Document text:
>>>

Network and Storage Protocols

<SOLVED> netif.linkErrors: Excessive link errors on network interface

aknight
2,753 Views

I was seeing this spewed in the

event log show

output on the CLI of our 9.5P5 cluster today and started investigating. I went searching for information and found one old topic that didn't have any concise replies so figured I'd share here.

 

Errors looked like this:

9/26/2019 09:32:21  <node-name>        ERROR         netif.linkErrors: Excessive link errors on network interface e0b. Might indicate a bad cable, switch port, or NIC, or that a cable connector is not fully inserted in a socket. On a 10/100 port, might indicate a duplex mismatch.
9/26/2019 08:18:36  <node-name>        ERROR         netif.linkErrors: Excessive link errors on network interface e0b. Might indicate a bad cable, switch port, or NIC, or that a cable connector is not fully inserted in a socket. On a 10/100 port, might indicate a duplex mismatch.

I checked error counters on the cluster switch and didn't see anything there.

 

Then went to the node itself and started diving into that interface:

nacl01::> node run -node nacl01-h7 ifstat e0b

-- interface  e0b  (96 days, 20 hours, 17 minutes, 6 seconds) --

RECEIVE
 Total frames:      135g | Frames/second:   16234  | Total bytes:       743t
 Bytes/second:    88830k | Total errors:      520k | Errors/minute:       4 
...

<<<

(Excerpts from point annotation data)
>>>

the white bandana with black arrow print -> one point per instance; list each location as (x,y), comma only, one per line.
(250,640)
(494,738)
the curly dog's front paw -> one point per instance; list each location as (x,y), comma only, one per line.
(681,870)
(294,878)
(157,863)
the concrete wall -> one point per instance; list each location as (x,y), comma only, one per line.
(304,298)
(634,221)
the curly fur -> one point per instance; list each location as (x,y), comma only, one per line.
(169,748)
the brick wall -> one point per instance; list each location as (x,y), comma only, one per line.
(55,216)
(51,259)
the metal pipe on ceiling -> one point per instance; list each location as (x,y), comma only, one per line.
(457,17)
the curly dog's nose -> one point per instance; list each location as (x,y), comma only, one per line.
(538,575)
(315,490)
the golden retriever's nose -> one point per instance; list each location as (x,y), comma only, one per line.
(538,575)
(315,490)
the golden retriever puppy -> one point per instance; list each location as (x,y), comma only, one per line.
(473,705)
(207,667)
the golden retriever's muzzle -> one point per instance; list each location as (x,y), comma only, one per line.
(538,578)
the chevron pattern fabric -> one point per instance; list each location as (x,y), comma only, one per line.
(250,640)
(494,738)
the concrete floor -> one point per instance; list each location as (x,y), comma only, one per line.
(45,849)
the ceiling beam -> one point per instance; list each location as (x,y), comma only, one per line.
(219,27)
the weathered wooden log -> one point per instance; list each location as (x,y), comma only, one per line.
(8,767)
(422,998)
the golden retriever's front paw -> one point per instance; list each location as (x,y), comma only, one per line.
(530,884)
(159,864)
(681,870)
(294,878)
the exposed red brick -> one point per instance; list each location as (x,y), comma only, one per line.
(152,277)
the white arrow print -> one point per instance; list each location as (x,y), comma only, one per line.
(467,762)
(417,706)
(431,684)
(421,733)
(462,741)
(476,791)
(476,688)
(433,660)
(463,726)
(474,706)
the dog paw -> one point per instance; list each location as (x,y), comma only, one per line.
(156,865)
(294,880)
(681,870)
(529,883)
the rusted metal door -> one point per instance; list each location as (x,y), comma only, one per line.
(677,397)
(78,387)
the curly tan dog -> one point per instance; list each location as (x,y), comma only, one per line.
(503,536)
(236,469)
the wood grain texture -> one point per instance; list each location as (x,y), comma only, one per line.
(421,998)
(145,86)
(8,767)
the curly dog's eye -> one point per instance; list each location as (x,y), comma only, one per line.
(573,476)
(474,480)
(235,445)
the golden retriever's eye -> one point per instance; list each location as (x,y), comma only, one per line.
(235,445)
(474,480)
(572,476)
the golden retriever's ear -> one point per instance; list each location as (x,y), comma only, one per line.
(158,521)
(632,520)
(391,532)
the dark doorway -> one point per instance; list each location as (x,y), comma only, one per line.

<<<
>>>

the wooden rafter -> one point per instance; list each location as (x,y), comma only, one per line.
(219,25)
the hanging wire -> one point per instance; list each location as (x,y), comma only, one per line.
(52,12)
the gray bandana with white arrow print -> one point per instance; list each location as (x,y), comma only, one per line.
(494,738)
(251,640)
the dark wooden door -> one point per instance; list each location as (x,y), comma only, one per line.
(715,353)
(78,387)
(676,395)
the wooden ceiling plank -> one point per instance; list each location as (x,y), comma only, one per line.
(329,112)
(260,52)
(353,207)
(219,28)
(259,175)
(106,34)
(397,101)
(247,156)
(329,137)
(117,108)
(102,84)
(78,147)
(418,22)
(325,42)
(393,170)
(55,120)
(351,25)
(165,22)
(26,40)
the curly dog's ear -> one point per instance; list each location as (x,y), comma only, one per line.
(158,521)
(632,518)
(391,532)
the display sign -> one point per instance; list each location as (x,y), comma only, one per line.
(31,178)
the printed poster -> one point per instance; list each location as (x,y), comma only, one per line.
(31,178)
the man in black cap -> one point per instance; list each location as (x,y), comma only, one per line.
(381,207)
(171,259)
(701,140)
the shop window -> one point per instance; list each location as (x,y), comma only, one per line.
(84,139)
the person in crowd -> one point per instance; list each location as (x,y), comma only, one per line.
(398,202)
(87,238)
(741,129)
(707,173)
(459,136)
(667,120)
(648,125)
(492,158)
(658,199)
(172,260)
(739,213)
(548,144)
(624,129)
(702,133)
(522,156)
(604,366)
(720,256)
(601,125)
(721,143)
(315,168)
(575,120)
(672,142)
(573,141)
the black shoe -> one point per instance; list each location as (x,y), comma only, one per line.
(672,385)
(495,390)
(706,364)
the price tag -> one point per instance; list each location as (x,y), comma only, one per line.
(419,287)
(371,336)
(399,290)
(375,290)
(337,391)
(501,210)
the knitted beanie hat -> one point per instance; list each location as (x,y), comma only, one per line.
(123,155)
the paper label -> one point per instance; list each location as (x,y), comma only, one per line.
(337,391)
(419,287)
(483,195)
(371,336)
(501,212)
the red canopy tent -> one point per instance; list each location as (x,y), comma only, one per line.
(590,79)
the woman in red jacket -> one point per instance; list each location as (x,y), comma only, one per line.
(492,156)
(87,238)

<<<

Tasks to carry out:
1/ Answer these about the forum post on network link errors:
(a) What version does the cluster run?
(b) What did the author find after checking the error counters on the cluster switch?
(c) In the ifstat output, what total number of receive errors is reported?
2/ Write the next part of the forum post on excessive network link errors, picking up after its final line.

Solved problems:
1/
(a) 9.5P5
(b) Nothing showed up there.
(c) 520k

2/
...ouch. 520k errors since the counters were last reset. No wonder the event log was complaining.

 

I have had issues with SFP+ optics partially failing in the past so that was my first place to go. Tested replacing the optic on the filer itself, reset the counter (ifstat -z e0b), waited.......errors came back but at a slower rate.

 

Then went to the cluster switch and replaced the optic, reset counters again, waited.....VOILA! No more errors.

 

From most of my troubleshooting in the past, I'd say if your cables are well run and not stepped on or anything crazy, these types of network errors are about 20x as likely to be optics as they are cables.

 

Anyway, just wanted to share an updated version of this error and my experience.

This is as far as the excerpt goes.